**** GIVEN PASSAGE
Compared to the general population, veterinarians are more predisposed to acquiring zoonotic infections due to their intensive animal contact (Baker & Gray, 2009; Taylor, Latham, & Woolhouse, 2001). In particular, swine populations are a potential reservoir for zoonotic pathogens and helminths (worms), such as hepatitis E virus (HEV), methicillin-resistant Staphylococcus aureus (MRSA), Leptospira spp . and Ascaris suum (A. suum). Transmission usually occurs through consumption of raw meat (HEV, A. suum), contact with eggs in the environment(A. suum), or contact with secretions from infected animals(Leptospira spp.). However, physical contact with colonized animals or inhalation of contaminated dust (MRSA) can also lead to infections.
In this study, the prevalence of infections with HEV, Leptospira spp . and A. suum as well as nasal MRSA colonization in Austrian practicing veterinarians in the context of occupational exposure of pigs, was investigated. 261 participants from the three largest Austrian veterinary science conferences completed a questionnaire in 2017 about the intensity of pig contact and the use of gloves or face masks. A main distinction was made between large animal veterinarians with frequent (>3 pig visits/week) and infrequent pig contact (<3 pig visits/week). Other behavioral patterns such as hunting, dietary behavior, travel behavior, and disease history and medical treatments were collected. In addition, blood samples from participants were analyzed for IgG antibodies to HEV, Leptospira spp. and A. suum, and nasal swabs were cultured for MRSA. Antibody detection using different methodologies provided information about chronic or past infections of the participants. Via ELISA with a test sensitivity of 100% and specificity of 86%, IgG antibody levels to HEV were determined (Al-Sadeq, Majdalawieh, Mesleh, Abdalle, & Nasrallah, 2018). Antibodies against A. suum were detected by immunoblots, and infection with Leptospira spp . was detected by microscopic agglutination test. Veterinarians with frequent pig contact showed a 1.9 [95% CI: 1-3.4] and 1.5 [95% CI: 1.0-2.3] higher risk of HEV and A. suum infections, respectively, compared to veterinarians with infrequent pig contact and were also 4.8 times [95% CI: 2.5; 9.3] more likely to be nasally colonized with MRSA.The determined prevalence of antibodies to HEV of 21% [95% CI: 15.8-25.7] in all veterinarians was higher compared to previous studies of blood donors and soldiers (Fischer et al., 2015; Lagler et al., 2014). The cumulative risk associated with increasing years of work may account for the increased rate of HEV infection in veterinarians older than 55 years.
********
**** LISTED RECORDS
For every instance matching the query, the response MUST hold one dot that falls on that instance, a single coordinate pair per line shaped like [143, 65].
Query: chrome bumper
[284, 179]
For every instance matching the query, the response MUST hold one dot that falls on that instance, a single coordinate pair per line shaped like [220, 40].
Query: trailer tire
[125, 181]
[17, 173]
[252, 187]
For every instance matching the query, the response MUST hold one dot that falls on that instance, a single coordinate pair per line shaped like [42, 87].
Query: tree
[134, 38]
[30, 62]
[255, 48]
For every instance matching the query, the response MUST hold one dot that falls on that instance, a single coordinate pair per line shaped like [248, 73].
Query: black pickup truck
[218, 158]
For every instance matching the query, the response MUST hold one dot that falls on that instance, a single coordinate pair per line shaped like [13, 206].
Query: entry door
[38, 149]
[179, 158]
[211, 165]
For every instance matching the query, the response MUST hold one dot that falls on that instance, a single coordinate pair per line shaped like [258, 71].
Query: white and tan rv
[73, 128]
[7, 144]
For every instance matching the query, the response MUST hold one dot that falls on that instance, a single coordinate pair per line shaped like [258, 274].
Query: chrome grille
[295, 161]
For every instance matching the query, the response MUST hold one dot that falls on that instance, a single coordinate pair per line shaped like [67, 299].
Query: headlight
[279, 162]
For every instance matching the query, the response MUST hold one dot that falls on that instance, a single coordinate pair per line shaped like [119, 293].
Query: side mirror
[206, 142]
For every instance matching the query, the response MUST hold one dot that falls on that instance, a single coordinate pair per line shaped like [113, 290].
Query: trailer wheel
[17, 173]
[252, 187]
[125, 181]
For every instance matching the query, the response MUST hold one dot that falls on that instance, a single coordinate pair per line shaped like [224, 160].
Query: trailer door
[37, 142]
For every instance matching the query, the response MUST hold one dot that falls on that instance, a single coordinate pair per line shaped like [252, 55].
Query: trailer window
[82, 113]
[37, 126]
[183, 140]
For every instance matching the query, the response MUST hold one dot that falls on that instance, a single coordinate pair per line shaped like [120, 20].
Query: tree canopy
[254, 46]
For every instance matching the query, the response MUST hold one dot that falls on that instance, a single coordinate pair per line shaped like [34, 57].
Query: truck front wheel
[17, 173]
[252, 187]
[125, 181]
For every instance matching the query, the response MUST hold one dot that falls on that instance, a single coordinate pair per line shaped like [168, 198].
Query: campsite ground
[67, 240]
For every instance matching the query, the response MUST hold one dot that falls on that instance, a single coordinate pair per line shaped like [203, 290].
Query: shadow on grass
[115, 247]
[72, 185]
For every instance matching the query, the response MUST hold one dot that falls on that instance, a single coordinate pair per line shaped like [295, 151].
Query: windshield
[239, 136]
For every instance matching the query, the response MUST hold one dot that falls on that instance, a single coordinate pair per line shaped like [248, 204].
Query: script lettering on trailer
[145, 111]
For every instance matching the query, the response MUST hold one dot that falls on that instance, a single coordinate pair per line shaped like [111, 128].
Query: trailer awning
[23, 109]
********
[WORK INSTRUCTIONS]
a – Rewrite the passage on zoonotic infections in veterinarians, starting at "Compared to the" and ending at "lead to infections.", with "swine" changed to "pig".
b – According to the passage on zoonotic infections in veterinarians, how many participants completed the questionnaire in 2017?

[SOLUTIONS BELOW]
a –
Compared to the general population, veterinarians are more predisposed to acquiring zoonotic infections due to their intensive animal contact (Baker & Gray, 2009; Taylor, Latham, & Woolhouse, 2001). In particular, pig populations are a potential reservoir for zoonotic pathogens and helminths (worms), such as hepatitis E virus (HEV), methicillin-resistant Staphylococcus aureus (MRSA), Leptospira spp . and Ascaris suum (A. suum). Transmission usually occurs through consumption of raw meat (HEV, A. suum), contact with eggs in the environment(A. suum), or contact with secretions from infected animals(Leptospira spp.). However, physical contact with colonized animals or inhalation of contaminated dust (MRSA) can also lead to infections.

b – 261 participants completed the questionnaire.